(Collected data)
▬▬▬▬▬▬▬▬▬▬

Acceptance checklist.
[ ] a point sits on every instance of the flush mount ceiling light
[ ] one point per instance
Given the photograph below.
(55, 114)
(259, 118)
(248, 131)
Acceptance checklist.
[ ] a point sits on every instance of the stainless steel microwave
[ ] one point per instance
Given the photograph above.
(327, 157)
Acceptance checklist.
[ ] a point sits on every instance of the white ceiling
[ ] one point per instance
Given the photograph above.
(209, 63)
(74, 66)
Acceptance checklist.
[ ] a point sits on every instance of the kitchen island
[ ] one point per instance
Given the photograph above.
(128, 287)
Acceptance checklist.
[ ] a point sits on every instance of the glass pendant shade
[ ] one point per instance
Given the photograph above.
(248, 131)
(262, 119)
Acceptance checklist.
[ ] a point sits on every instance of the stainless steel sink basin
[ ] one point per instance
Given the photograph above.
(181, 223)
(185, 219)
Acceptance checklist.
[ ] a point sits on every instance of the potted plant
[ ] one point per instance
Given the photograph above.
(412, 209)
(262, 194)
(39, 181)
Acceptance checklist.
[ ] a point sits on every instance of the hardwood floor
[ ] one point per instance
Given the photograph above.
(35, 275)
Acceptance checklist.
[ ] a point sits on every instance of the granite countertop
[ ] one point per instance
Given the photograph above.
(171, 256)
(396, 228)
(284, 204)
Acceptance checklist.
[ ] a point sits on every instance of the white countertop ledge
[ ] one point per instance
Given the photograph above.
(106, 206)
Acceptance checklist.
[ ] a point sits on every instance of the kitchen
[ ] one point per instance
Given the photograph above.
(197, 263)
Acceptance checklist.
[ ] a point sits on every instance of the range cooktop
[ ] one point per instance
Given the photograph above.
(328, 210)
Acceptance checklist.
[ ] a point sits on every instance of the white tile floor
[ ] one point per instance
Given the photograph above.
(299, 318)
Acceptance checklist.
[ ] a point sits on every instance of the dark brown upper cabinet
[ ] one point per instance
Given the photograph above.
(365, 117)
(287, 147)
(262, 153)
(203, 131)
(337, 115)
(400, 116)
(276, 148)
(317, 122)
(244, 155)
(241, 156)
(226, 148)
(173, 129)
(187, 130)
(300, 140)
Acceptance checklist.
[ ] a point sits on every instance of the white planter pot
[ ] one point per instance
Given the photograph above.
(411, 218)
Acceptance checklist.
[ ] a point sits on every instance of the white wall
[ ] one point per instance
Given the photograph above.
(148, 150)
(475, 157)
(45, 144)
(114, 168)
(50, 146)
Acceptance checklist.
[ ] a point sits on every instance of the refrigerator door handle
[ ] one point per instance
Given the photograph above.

▬▬▬▬▬▬▬▬▬▬

REQUIRED WORK:
The output is every entry, printed exactly as it reads.

WRITTEN SOLUTION:
Acceptance checklist.
[ ] a point sits on every instance of the flush mount ceiling light
[ ] one point per instance
Given the photograph below.
(55, 114)
(259, 118)
(248, 131)
Acceptance checklist.
[ ] a point sits on every instance of the stainless steel microwave
[ ] one point per instance
Given the photograph above.
(327, 157)
Acceptance checklist.
[ ] a point sits on every instance of the white ceiling
[ ] one point per instance
Given the photograph above.
(209, 63)
(74, 66)
Acceptance checklist.
[ ] a point sits on every instance of the kitchen island
[ ] one point per instance
Given the photograph above.
(128, 287)
Acceptance checklist.
[ ] a point sits on every instance of the glass pendant shade
[ ] one point per instance
Given the photograph above.
(248, 131)
(262, 119)
Acceptance checklist.
[ ] a point sits on every instance of the stainless steel sink basin
[ ] one point per instance
Given the photograph above.
(181, 223)
(185, 219)
Acceptance checklist.
[ ] a point sits on every instance of the potted plant
[ ] one point per instance
Given the photograph above.
(412, 209)
(262, 194)
(39, 181)
Acceptance checklist.
[ ] a point sits on every instance of the hardwood floor
[ ] one point per instance
Given the photograph above.
(35, 275)
Acceptance checklist.
[ ] a point sits on every instance of the granite countertop
[ ] one point per instance
Given the photograph above.
(171, 256)
(396, 228)
(284, 204)
Acceptance checklist.
[ ] a point sits on every instance of the white countertop ledge
[ ] one point per instance
Given the photograph above.
(106, 206)
Acceptance checklist.
[ ] a point sits on every instance of the kitchen
[ ] one point per instance
Given the photograph above.
(197, 263)
Acceptance checklist.
[ ] a point sits on every instance of the range cooktop
[ ] one point per instance
Given the photograph above.
(328, 210)
Acceptance checklist.
[ ] a point sits on every instance of the white tile floor
[ ] one point per instance
Given the photograph above.
(299, 318)
Acceptance checklist.
[ ] a point sits on every instance of the dark brown upper cabinet
[ ] one point per instance
Given the photograph above.
(365, 117)
(287, 147)
(262, 153)
(203, 131)
(337, 115)
(400, 116)
(276, 148)
(317, 122)
(244, 155)
(241, 156)
(226, 148)
(173, 129)
(187, 130)
(300, 140)
Acceptance checklist.
[ ] a point sits on every instance of the white planter pot
[ ] one point per instance
Given the photograph above.
(411, 218)
Acceptance checklist.
[ ] a point sits on every instance of the white wall
[ ] one point per instance
Given the photograph above.
(148, 150)
(475, 157)
(45, 144)
(114, 168)
(50, 146)
Acceptance checklist.
[ ] a point sits on every instance of the refrigerator door handle
[ ] one point per instance
Given the photograph above.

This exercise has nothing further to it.